▶ _WORK REQUEST_
Your task is to retype every entry exactly, omitting nothing.
### SOURCE RECORDS
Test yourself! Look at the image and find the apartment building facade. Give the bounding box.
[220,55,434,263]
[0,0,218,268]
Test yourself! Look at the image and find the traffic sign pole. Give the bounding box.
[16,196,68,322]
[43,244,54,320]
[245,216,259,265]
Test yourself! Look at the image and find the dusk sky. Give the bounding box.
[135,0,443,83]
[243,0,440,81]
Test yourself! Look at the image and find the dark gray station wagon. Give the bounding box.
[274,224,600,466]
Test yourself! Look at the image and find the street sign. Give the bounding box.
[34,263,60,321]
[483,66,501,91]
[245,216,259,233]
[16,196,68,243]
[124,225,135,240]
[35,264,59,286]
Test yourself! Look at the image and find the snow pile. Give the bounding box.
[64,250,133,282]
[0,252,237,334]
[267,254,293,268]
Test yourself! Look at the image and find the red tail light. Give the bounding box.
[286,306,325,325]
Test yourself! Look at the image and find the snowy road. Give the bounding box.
######
▶ _RESPONSE_
Test yourself! Look at the image and find the apartment building facade. Give the bounding box.
[220,55,434,263]
[0,0,218,268]
Test yourself! Look at the image and find the traffic sign pole. Give the bounding box.
[16,196,68,322]
[43,244,54,320]
[245,216,259,265]
Test yourself! Look at the image and find the dusk sky. Give the bounding box.
[135,0,443,83]
[243,0,440,81]
Test yourself! Look at the image and find the dark gray station wagon. Give the bounding box.
[274,224,600,466]
Test yourself! Look at the image and find the street sign. Give the bounding box.
[34,263,60,321]
[483,66,501,91]
[245,216,259,233]
[16,196,68,243]
[124,225,135,240]
[35,264,59,286]
Test yourself! Look at the image and find the snow pile. Give the bounding box.
[64,250,133,282]
[0,252,237,334]
[267,254,293,268]
Test yourself! Look at the image and find the red tail light. Give the bounding box.
[286,306,325,325]
Test yourself! Look at the image and find the snowy road. Give the bounding box.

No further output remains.